SOURCE PASSAGE:
+ + + + + + +
Fest Track On Sirk TV Film Review: IT’S WHAT’S INSIDE [Sundance Film Festival 2024 - Park City, Utah]
The conceptual structure of “It's What's Inside" [Midnight] plays very well in its attention to the idea of who people are. The McGuffin of the actual story is a little evasive in its actual practicality but is nonetheless effective without resorting to cliche, overwrought scenes. What it does do is place certain ideas of temptation, desire but also ambition and jealousy in an interesting cauldron and lets it bubble. Unlike "Saltburn" which was much more cruel in many ways, "Inside" shows people just unforseen with a bad consequence but hidden in a different arena of comeupannce and memory. The specific angle of this story is a group of friends reuniting the night before one of their own's wedding. This is not unlike a certain trigger point of say "Bodies Bodies Bodies". The difference is that, like many Midnight films at Sundance this year, it doesn't need to resort to simple blood and gore as far as the shock factor to make its concept effective. This is an interesting and welcome shift in many ways. Forbes (played by David Thompson) is the man supposedly with a plan, a reason for revenge, a texture of (would be) misguided memory and maybe a little jealousy. The use in specific montages of photo flashes of memories of what happened really is simple and yet ingenious and yet it only has to do with who is telling the story.
+ + + + + + +
DATASET RECORDS:

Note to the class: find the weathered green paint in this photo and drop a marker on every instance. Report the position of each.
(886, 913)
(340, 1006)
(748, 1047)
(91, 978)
+ + + + + + +
COMPLETE THE FOLLOWING:
A. In the film review, what occasion reunites the group of friends?
B. The film review compares the movie's setup to "Bodies Bodies Bodies." Explain what difference the reviewer sees and why the reviewer values it.
The records are separate material from the film review.

ANSWERS GIVEN:
A. They reunite the night before one of their friends' wedding.

B. Like many Midnight films at Sundance that year, the movie doesn't rely on simple blood and gore for shock to make its concept effective. The reviewer calls this an interesting and welcome shift.